→ **Textauszug**:
━━━━━━━━━━━━━━━━
Objektdiagramme modellieren tatsächliche Strukturen auf exemplarischer Basis. Sie sind daher besonders geeignet, statische Strukturen in eigentlich dynamischen objektorientierten Systemen oder spezielle Situationen darzustellen, die etwa als Vor- oder Nachbedingung bei Tests verwendet werden. Die Integration mit der OCL führt zu einer „Logik für Objektdiagramme“, die einen methodisch verbesserten Einsatz von Objektdiagrammen erlaubt.

Objekt
im Objektdiagramm. Ein Objekt ist Instanz einer Klasse und enthält die von ihr festgelegten Attribute. Diese Attribute sind mit einem Wert initialisiert (ggf. noch uninitialisiert). Im Objektdiagramm werden prototypische Objekte verwendet, um exemplarische Situationen zu illustrieren. Zwischen den im Diagramm sichtbaren prototypischen Objekten und den echten Objekten des Systems besteht normalerweise keine 1:1-Beziehung (siehe dazu auch die Diskussion in Abschnitt 4.2, Band 1).
━━━━━━━━━━━━━━━━
→ **Bereitgestellte Daten**:
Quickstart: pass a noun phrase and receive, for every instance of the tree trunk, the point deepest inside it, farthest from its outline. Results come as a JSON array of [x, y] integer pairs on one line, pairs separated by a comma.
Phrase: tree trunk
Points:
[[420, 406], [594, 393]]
━━━━━━━━━━━━━━━━
→ **Arbeitsanweisung A**: Wozu führt laut dem Textauszug über Objektdiagramme die Integration mit der OCL?
→ **Arbeitsanweisung B**: Schreibe den Textauszug über Objektdiagramme im Anschluss an seinen letzten Satz weiter.

→ **Ergebnis A**: Zu einer „Logik für Objektdiagramme“, die einen methodisch verbesserten Einsatz von Objektdiagrammen erlaubt.

→ **Ergebnis B**:
Objektname
erlaubt die eindeutige Benennung des Objekts im Objektdiagramm. Als Objektname wird ein sprechender Name gewählt, der normalerweise im echten System nicht wiederzufinden ist, da dort systemspezifische Objektidentifikatoren verwendet werden.
Attribut
beschreibt eine Zustandskomponente eines Objekts. Ein Attribut im Objektdiagramm ist charakterisiert durch den Attributnamen, den Typ und einen konkreten Wert. Weitere Charakteristika, wie Sichtbarkeit, können dem Attribut angeheftet werden. In abstrakten Objektdiagrammen können statt konkreten Werten auch Variablennamen oder Ausdrücke eingesetzt werden, deren Inhalt im Diagramm „unspezifiziert“ bleibt. Attributtyp oder -wert können auch ausgelassen werden.
Link
ist eine Ausprägung einer Assoziation zwischen zwei Objekten, deren Klassen jeweils an der Assoziation partizipieren. Navigationsrichtung, Assoziations- und Rollennamen können auf dem Link ebenfalls dargestellt werden.
Kompositionslink
ist eine Sonderform des Links, bei dem neben der reinen Verbindung weitere Abhängigkeiten des Teilobjekts vom Ganzen bestehen. Ein Kompositionslink ist eine Ausprägung einer Komposition.
Abbildung 3.21: Begriffsdefinitionen für Objektdiagramme

3.3.1 Einführung in Objektdiagramme

Eine Kurzbeschreibung der wichtigsten Begriffe bei Objektdiagrammen ist in Abbildung 3.21 enthalten. Diese Begriffe werden nachfolgend detaillierter erklärt.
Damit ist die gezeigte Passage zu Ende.